* Given information
=== Begin Enclosure ===

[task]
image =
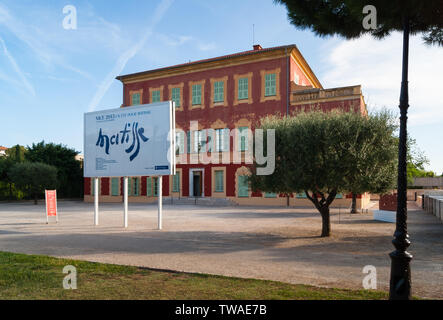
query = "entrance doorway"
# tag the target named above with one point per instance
(197, 183)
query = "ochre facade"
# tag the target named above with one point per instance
(230, 92)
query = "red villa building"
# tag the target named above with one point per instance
(229, 92)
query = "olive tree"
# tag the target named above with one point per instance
(322, 154)
(33, 177)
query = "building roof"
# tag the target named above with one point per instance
(258, 50)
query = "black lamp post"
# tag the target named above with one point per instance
(400, 282)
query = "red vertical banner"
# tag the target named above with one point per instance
(51, 203)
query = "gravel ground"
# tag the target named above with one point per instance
(265, 243)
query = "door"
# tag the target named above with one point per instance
(197, 183)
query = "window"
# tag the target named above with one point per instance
(149, 186)
(156, 96)
(270, 85)
(134, 187)
(155, 186)
(243, 187)
(196, 94)
(135, 98)
(243, 138)
(242, 88)
(218, 91)
(199, 141)
(221, 140)
(219, 181)
(179, 142)
(99, 186)
(176, 182)
(115, 187)
(175, 96)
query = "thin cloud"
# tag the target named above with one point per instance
(376, 65)
(17, 69)
(128, 54)
(32, 37)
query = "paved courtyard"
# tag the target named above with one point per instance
(265, 243)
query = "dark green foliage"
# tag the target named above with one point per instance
(69, 171)
(323, 154)
(33, 177)
(416, 161)
(8, 190)
(344, 18)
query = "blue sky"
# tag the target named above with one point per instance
(50, 76)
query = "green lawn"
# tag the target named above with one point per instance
(41, 277)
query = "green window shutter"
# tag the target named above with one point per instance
(156, 96)
(130, 186)
(218, 139)
(226, 139)
(196, 94)
(218, 91)
(149, 186)
(176, 182)
(180, 142)
(243, 187)
(210, 142)
(176, 96)
(115, 187)
(202, 140)
(243, 88)
(219, 181)
(188, 141)
(136, 191)
(135, 98)
(156, 187)
(270, 84)
(243, 138)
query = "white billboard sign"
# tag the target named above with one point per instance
(130, 141)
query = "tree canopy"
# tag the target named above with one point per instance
(323, 154)
(69, 171)
(344, 18)
(33, 177)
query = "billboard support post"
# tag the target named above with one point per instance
(160, 201)
(96, 195)
(130, 142)
(125, 200)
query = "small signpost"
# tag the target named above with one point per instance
(130, 142)
(51, 205)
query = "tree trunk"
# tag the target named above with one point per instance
(354, 203)
(326, 222)
(400, 279)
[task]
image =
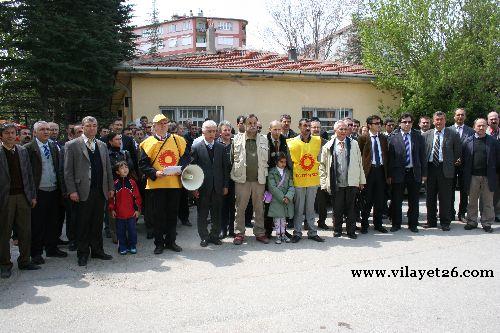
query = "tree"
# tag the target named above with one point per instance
(58, 58)
(439, 55)
(309, 26)
(154, 39)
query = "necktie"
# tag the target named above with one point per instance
(376, 151)
(435, 151)
(407, 148)
(46, 151)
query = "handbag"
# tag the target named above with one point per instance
(268, 196)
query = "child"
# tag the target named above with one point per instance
(280, 185)
(125, 207)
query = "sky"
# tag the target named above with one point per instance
(254, 11)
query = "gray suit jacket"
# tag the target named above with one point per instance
(29, 185)
(216, 172)
(451, 147)
(77, 168)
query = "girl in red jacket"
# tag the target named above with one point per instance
(125, 207)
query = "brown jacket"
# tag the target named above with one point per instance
(365, 146)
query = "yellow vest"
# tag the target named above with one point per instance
(305, 160)
(168, 156)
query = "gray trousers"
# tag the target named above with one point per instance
(304, 200)
(479, 190)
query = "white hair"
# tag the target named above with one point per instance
(208, 123)
(37, 125)
(338, 123)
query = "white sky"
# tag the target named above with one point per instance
(254, 11)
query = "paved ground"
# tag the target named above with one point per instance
(304, 287)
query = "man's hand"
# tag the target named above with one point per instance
(74, 197)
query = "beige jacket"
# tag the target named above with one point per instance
(239, 169)
(355, 173)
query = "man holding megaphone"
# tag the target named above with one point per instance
(163, 156)
(211, 157)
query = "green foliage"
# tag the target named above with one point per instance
(439, 55)
(57, 58)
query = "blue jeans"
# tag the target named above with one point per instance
(124, 228)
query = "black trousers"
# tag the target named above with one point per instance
(458, 184)
(438, 187)
(374, 194)
(164, 210)
(90, 215)
(44, 222)
(343, 206)
(209, 202)
(228, 210)
(413, 188)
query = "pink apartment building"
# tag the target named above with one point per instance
(188, 34)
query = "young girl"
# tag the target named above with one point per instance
(280, 184)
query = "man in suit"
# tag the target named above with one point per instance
(443, 151)
(463, 132)
(17, 197)
(407, 168)
(44, 159)
(89, 183)
(481, 160)
(211, 156)
(374, 148)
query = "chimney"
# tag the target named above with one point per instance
(211, 40)
(292, 54)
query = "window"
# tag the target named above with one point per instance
(197, 114)
(172, 42)
(228, 26)
(327, 116)
(225, 40)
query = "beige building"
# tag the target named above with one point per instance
(231, 83)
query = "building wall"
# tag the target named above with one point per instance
(268, 99)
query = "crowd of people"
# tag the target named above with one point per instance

=== End Enclosure ===

* Brief
Using the records above, select and copy every line that has the word "trousers".

* Answer box
query = "gray trousers"
query = "black trousers"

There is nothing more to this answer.